EXERCISE OBJECTIVE: Count the lines in the entries below that contain the string "clicks". Give only the number.

EXTRACTED DATA:
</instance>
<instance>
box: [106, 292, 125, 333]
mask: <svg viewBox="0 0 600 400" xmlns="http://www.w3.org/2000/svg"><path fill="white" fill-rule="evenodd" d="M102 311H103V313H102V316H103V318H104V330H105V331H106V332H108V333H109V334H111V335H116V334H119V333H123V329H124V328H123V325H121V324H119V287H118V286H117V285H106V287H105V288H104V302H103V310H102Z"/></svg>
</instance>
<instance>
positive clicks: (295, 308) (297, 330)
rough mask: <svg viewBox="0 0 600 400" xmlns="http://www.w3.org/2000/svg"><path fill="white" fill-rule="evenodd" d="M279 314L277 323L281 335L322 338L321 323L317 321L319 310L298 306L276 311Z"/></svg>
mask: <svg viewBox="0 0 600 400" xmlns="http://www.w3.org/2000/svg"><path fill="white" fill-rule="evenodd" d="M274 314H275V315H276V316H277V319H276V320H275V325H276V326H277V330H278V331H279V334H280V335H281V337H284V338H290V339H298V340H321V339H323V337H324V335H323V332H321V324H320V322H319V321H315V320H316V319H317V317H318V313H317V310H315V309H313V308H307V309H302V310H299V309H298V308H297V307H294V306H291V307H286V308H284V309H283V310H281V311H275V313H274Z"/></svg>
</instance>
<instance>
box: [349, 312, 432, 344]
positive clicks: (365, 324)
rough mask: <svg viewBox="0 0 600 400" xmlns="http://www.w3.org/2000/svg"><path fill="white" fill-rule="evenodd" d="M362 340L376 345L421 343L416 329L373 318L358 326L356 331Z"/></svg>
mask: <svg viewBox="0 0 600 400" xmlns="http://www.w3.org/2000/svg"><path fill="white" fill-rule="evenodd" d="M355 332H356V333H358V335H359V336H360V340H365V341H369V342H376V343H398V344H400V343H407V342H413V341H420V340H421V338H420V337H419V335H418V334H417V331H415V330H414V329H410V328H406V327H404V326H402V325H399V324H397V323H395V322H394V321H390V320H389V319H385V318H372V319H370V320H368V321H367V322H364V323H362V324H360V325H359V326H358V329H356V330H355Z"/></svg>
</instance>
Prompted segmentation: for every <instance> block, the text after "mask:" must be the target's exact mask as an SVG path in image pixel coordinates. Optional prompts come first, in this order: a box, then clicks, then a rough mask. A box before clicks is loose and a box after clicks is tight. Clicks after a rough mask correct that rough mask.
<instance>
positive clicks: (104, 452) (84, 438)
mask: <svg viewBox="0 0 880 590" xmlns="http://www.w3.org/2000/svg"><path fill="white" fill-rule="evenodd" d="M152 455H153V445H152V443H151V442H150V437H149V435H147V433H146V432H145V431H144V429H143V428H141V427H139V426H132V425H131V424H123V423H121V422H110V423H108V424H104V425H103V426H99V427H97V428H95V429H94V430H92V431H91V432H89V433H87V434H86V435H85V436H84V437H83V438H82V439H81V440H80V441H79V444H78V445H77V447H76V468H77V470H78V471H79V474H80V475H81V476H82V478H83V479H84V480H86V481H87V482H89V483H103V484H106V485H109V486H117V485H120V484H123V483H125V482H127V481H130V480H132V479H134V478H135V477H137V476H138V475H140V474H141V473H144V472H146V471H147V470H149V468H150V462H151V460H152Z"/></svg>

TASK RESPONSE: 4